Short exercise: Reproduce verbatim the stretch of rows below, from the first row through the row containing "[1,67,110,181]", including both ends.

Data entries:
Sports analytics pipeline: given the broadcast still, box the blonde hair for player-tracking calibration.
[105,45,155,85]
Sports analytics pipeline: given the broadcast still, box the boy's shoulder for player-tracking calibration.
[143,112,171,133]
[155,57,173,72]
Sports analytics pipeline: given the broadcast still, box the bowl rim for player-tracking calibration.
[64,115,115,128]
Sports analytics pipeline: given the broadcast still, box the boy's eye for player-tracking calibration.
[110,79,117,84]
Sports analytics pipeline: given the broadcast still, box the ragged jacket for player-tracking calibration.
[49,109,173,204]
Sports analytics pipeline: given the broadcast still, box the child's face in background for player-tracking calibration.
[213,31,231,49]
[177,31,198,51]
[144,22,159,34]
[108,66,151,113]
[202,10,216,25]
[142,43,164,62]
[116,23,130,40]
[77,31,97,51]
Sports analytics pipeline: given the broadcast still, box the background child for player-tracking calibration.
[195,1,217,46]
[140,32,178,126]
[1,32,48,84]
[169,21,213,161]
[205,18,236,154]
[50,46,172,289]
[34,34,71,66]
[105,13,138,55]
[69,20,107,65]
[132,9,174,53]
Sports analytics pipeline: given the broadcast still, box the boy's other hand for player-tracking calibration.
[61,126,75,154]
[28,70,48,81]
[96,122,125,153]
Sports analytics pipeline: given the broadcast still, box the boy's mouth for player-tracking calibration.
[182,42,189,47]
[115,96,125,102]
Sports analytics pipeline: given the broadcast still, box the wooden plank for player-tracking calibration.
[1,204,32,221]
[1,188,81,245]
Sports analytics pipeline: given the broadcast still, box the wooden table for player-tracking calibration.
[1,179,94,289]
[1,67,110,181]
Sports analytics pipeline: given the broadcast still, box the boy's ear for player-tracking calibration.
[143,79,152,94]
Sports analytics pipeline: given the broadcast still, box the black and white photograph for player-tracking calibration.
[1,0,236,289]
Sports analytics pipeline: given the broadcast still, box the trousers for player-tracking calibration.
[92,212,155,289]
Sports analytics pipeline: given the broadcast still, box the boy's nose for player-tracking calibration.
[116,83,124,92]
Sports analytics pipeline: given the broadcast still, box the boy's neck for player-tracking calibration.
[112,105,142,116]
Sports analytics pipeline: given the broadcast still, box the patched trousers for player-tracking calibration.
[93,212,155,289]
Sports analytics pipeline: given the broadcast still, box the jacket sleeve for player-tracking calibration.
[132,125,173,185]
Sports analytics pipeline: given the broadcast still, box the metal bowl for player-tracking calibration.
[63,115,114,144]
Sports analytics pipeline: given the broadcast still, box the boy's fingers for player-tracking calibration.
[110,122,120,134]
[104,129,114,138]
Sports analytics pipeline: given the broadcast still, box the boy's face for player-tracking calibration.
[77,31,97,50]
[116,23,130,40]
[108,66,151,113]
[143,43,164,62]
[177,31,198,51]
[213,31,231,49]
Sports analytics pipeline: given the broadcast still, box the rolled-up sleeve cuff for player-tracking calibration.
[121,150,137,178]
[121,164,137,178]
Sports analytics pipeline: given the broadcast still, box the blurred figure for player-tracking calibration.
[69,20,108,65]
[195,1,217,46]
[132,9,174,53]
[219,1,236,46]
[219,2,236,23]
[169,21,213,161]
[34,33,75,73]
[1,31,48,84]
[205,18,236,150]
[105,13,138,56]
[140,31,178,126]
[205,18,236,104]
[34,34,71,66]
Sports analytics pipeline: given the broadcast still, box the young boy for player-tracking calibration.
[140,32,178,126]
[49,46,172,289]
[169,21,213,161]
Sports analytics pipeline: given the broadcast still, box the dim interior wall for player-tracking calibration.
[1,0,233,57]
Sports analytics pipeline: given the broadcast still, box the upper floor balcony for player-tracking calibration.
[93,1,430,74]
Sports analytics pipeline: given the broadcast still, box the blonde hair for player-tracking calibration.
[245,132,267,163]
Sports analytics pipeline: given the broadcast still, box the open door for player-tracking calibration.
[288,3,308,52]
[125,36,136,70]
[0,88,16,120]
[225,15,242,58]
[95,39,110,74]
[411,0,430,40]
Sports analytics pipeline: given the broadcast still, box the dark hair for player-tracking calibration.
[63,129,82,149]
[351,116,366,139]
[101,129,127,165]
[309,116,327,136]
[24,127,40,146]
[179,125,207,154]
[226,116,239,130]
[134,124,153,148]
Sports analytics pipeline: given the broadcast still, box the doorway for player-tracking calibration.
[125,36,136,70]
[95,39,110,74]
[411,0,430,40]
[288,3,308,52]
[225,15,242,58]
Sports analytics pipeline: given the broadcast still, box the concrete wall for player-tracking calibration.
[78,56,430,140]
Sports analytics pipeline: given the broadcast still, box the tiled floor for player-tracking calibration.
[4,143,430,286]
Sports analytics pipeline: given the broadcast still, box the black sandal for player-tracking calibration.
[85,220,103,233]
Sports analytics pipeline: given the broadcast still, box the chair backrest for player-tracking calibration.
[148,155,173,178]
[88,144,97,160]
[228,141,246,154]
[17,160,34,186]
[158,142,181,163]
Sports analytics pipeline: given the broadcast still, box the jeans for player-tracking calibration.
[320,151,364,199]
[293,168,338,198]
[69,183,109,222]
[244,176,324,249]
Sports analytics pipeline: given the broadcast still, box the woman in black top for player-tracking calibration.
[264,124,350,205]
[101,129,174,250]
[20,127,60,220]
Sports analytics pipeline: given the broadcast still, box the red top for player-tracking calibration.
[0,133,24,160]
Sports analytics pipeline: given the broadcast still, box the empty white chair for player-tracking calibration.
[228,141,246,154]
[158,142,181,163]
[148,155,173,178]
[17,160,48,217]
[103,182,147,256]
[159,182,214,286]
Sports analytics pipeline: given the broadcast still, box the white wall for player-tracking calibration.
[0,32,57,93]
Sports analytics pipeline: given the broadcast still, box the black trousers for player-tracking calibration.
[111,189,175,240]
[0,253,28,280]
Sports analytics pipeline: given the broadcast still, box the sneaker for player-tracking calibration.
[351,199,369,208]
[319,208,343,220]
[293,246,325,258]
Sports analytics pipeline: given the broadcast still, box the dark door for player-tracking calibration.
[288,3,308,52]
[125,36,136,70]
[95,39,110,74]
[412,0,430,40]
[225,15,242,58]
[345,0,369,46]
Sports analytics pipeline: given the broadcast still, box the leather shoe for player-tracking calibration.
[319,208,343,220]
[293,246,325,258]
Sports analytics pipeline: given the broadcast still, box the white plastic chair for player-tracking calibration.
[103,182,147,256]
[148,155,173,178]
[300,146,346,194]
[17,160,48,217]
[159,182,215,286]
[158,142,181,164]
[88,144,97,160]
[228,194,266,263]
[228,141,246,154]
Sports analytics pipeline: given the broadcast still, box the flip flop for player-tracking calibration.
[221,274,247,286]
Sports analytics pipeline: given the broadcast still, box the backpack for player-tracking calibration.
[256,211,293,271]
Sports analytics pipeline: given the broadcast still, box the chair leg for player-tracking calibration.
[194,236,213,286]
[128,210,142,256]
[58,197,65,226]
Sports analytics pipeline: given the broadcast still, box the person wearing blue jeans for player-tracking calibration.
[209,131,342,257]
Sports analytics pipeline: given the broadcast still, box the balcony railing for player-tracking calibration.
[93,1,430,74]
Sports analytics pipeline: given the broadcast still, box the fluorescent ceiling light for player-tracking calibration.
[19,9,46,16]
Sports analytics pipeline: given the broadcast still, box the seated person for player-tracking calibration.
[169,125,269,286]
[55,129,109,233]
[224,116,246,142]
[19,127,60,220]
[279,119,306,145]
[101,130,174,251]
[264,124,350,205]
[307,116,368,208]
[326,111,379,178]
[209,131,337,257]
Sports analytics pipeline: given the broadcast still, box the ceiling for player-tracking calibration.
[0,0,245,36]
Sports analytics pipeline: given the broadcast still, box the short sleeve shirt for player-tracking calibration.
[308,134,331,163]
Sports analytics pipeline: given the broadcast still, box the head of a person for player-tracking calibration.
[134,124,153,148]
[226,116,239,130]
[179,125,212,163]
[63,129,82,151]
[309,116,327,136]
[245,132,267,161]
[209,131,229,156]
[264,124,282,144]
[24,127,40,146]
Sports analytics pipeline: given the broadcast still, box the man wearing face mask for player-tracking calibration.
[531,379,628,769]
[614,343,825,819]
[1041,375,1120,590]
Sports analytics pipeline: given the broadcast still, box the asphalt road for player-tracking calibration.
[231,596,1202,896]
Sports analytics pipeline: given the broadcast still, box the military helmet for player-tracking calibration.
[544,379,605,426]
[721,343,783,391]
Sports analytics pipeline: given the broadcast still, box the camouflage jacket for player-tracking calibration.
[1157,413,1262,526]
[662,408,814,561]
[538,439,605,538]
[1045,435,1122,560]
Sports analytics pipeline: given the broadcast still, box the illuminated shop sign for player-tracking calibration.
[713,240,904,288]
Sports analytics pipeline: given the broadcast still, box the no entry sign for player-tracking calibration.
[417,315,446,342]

Full output:
Sports analytics pipeline: given the broadcast still, box the blonde hair for player-tracking calibration.
[105,45,155,85]
Sports analytics pipeline: given the broadcast still, box the boy's shoulder for player-tracking calibration.
[143,112,171,133]
[155,57,173,72]
Sports analytics pipeline: given the broadcast still, box the bowl rim for player-tracking calibration.
[64,115,115,128]
Sports analytics pipeline: given the broadcast still, box the boy's eye for player-tracking calibration.
[110,79,117,84]
Sports analytics pipeline: given the broadcast still, box the ragged jacket for player-tracking calibration.
[49,109,173,204]
Sports analytics pipeline: given the broadcast still, box the child's face in background for player-tracking calibration.
[213,31,231,49]
[177,31,198,51]
[144,22,159,34]
[108,66,151,113]
[202,10,216,25]
[142,43,164,62]
[116,23,130,40]
[77,31,97,51]
Sports analytics pipeline: given the broadcast still, box the background child for player-tracking calibration.
[195,1,217,46]
[140,32,178,126]
[1,32,48,84]
[169,21,213,161]
[205,18,236,154]
[50,46,172,289]
[34,34,71,66]
[105,13,138,55]
[69,20,107,65]
[132,9,174,53]
Sports analytics pipeline: given the broadcast still, box the boy's other hand for player-tracking calibration.
[61,126,75,154]
[28,70,48,81]
[96,122,125,153]
Sports analytics pipeline: given the broadcast still, box the boy's mouth for player-tracking calibration.
[182,42,189,47]
[115,96,125,102]
Sports analytics pipeline: given the broadcast still, box the wooden plank for player-tracking calibration.
[1,204,32,221]
[1,188,81,245]
Sports analytics pipeline: given the broadcast still, box the wooden table for player-tracking calibration.
[1,179,94,289]
[1,67,110,181]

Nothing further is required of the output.